[Items from a dataset]
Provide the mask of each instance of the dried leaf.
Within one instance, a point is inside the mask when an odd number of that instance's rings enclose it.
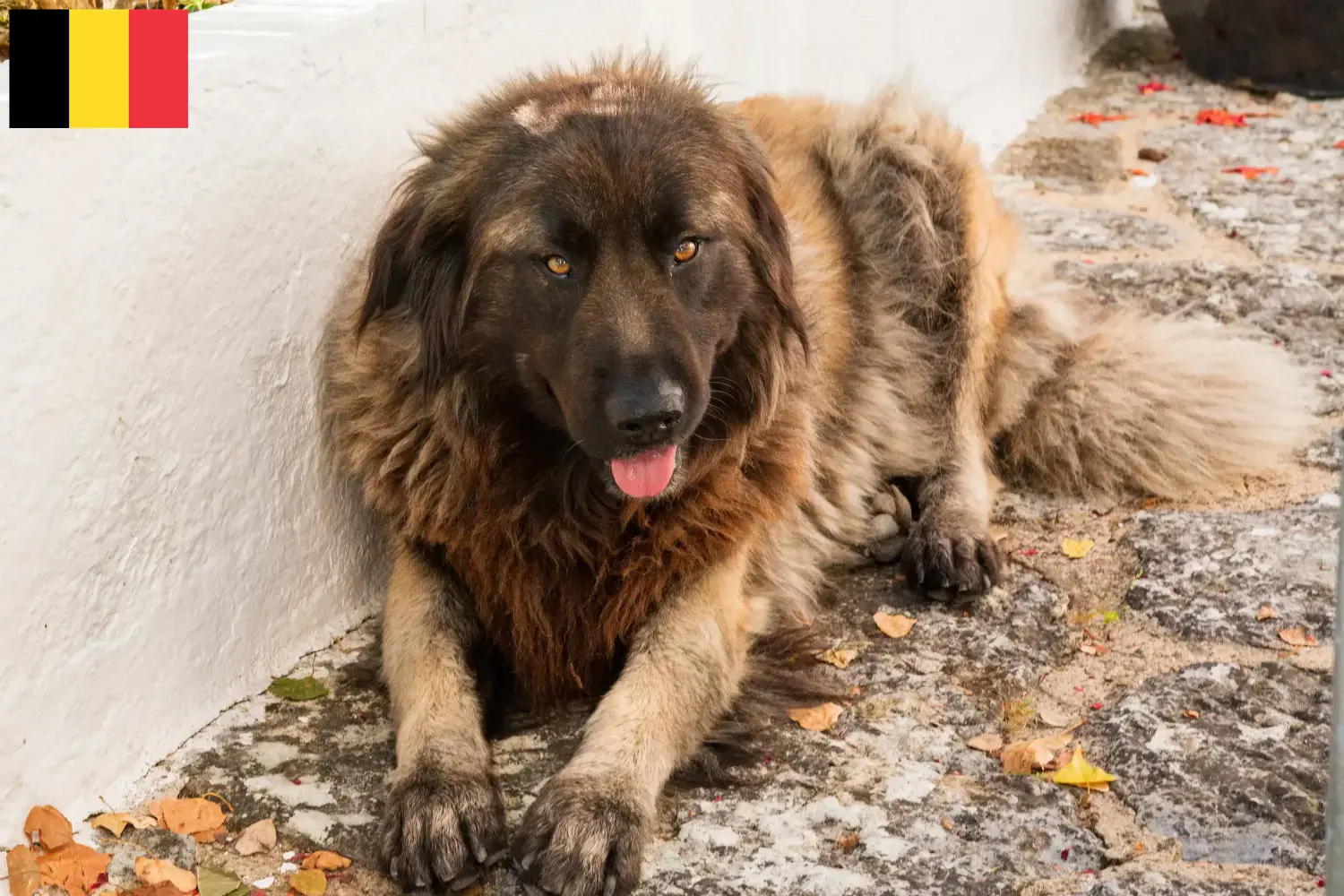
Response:
[[[1116,775],[1097,768],[1083,758],[1082,750],[1074,751],[1074,758],[1067,766],[1055,772],[1056,785],[1073,785],[1074,787],[1089,787],[1098,789],[1098,785],[1106,785],[1116,780]]]
[[[1004,748],[1004,739],[999,732],[991,731],[989,733],[976,735],[966,742],[966,746],[972,750],[993,755]]]
[[[829,662],[836,669],[845,669],[857,656],[859,652],[852,647],[831,647],[829,650],[818,653],[817,660],[821,662]]]
[[[1093,128],[1099,128],[1107,121],[1125,121],[1129,116],[1103,116],[1099,111],[1085,111],[1081,116],[1074,116],[1068,121],[1081,121],[1085,125],[1091,125]]]
[[[1219,128],[1246,128],[1246,116],[1234,116],[1226,109],[1202,109],[1195,116],[1196,125],[1216,125]]]
[[[1266,165],[1263,168],[1258,168],[1255,165],[1235,165],[1232,168],[1224,168],[1223,173],[1241,175],[1246,180],[1258,180],[1262,175],[1277,175],[1278,168],[1274,168],[1273,165]]]
[[[276,678],[266,690],[285,700],[316,700],[331,693],[317,678]]]
[[[1030,775],[1034,768],[1046,768],[1060,750],[1068,747],[1073,736],[1068,732],[1019,740],[1004,747],[1000,755],[1003,768],[1009,775]]]
[[[302,896],[323,896],[327,892],[327,875],[314,868],[296,870],[289,876],[289,885]]]
[[[196,889],[200,891],[200,896],[228,896],[242,885],[242,879],[233,872],[196,866]]]
[[[1093,549],[1093,544],[1095,543],[1091,539],[1064,539],[1059,543],[1059,549],[1066,557],[1081,560]]]
[[[46,850],[60,849],[70,842],[70,819],[54,806],[34,806],[23,822],[23,833],[34,846]]]
[[[806,731],[831,731],[844,708],[840,704],[824,703],[820,707],[805,707],[789,711],[789,717]]]
[[[1055,712],[1054,709],[1038,709],[1036,715],[1051,728],[1067,728],[1068,723],[1074,719],[1067,712]]]
[[[304,868],[316,868],[317,870],[340,870],[341,868],[349,868],[349,860],[340,853],[319,849],[316,853],[310,853],[308,858],[304,860]],[[202,896],[204,896],[204,893],[202,893]]]
[[[38,857],[28,846],[20,844],[11,849],[4,857],[4,864],[9,872],[9,896],[32,896],[42,887],[42,869],[38,868]]]
[[[136,877],[151,885],[167,881],[184,893],[196,889],[196,876],[165,858],[140,856],[136,858]]]
[[[915,622],[918,622],[918,619],[903,617],[899,613],[892,615],[890,613],[883,613],[882,610],[872,614],[872,621],[878,623],[882,634],[888,638],[905,638],[910,634],[910,630],[915,627]]]
[[[59,887],[70,896],[85,896],[97,887],[110,864],[112,856],[75,842],[38,856],[43,885]]]
[[[1284,629],[1282,631],[1278,633],[1278,637],[1284,641],[1284,643],[1289,643],[1294,647],[1316,646],[1316,635],[1308,634],[1301,629]]]
[[[271,818],[262,818],[254,825],[247,825],[243,833],[238,834],[234,849],[239,856],[255,856],[269,853],[276,848],[276,822]]]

Work instructions> Output the listing above line for line, without any changes, and leave out the pictures.

Problem solution>
Provide the mask of each instance of the dried leaf.
Within one instance, a point is inside the mask when an odd number of that instance's rings enclose it.
Response:
[[[1116,775],[1097,768],[1083,758],[1082,750],[1074,751],[1074,758],[1067,766],[1055,772],[1056,785],[1073,785],[1074,787],[1089,787],[1098,789],[1098,785],[1106,785],[1116,780]]]
[[[1004,748],[1004,739],[999,732],[991,731],[989,733],[976,735],[966,742],[966,746],[972,750],[993,755]]]
[[[829,662],[836,669],[845,669],[857,656],[859,652],[852,647],[831,647],[829,650],[818,653],[817,660],[821,662]]]
[[[1093,128],[1099,128],[1107,121],[1125,121],[1129,116],[1103,116],[1099,111],[1085,111],[1081,116],[1074,116],[1068,121],[1081,121],[1085,125],[1091,125]]]
[[[1219,128],[1246,128],[1246,116],[1234,116],[1226,109],[1202,109],[1195,116],[1196,125],[1216,125]]]
[[[1266,165],[1263,168],[1258,168],[1255,165],[1235,165],[1232,168],[1224,168],[1223,173],[1241,175],[1246,180],[1258,180],[1262,175],[1277,175],[1278,168],[1274,168],[1273,165]]]
[[[276,678],[266,690],[285,700],[316,700],[331,693],[317,678]]]
[[[1030,775],[1034,768],[1046,768],[1060,750],[1068,747],[1073,736],[1068,732],[1019,740],[1004,747],[1000,755],[1003,768],[1009,775]]]
[[[302,896],[323,896],[327,892],[327,875],[314,868],[296,870],[289,876],[289,885]]]
[[[196,889],[200,891],[200,896],[228,896],[242,885],[242,879],[233,872],[196,866]]]
[[[1093,549],[1093,544],[1095,543],[1091,539],[1064,539],[1059,543],[1059,549],[1066,557],[1081,560]]]
[[[46,850],[60,849],[70,842],[70,819],[54,806],[34,806],[23,822],[23,833],[34,846]]]
[[[806,731],[831,731],[844,708],[840,704],[824,703],[820,707],[805,707],[789,711],[789,717]]]
[[[1055,712],[1054,709],[1038,709],[1036,715],[1051,728],[1067,728],[1068,723],[1074,719],[1067,712]]]
[[[304,868],[316,868],[317,870],[340,870],[341,868],[349,868],[349,860],[340,853],[319,849],[316,853],[310,853],[308,858],[304,860]],[[202,896],[204,896],[204,893],[202,893]]]
[[[38,857],[28,846],[20,844],[11,849],[4,857],[4,864],[9,872],[9,896],[32,896],[42,887],[42,869],[38,868]]]
[[[136,877],[151,885],[167,881],[184,893],[196,889],[196,876],[165,858],[140,856],[136,858]]]
[[[915,622],[918,622],[918,619],[903,617],[899,613],[892,615],[890,613],[883,613],[882,610],[872,614],[872,621],[878,623],[882,634],[888,638],[905,638],[910,634],[910,630],[915,627]]]
[[[59,887],[70,896],[85,896],[97,887],[110,864],[112,856],[75,842],[38,856],[43,885]]]
[[[1284,629],[1282,631],[1278,633],[1278,637],[1284,641],[1284,643],[1289,643],[1294,647],[1316,646],[1316,635],[1308,634],[1301,629]]]
[[[271,818],[262,818],[254,825],[247,825],[243,833],[238,834],[234,849],[239,856],[255,856],[269,853],[276,848],[276,822]]]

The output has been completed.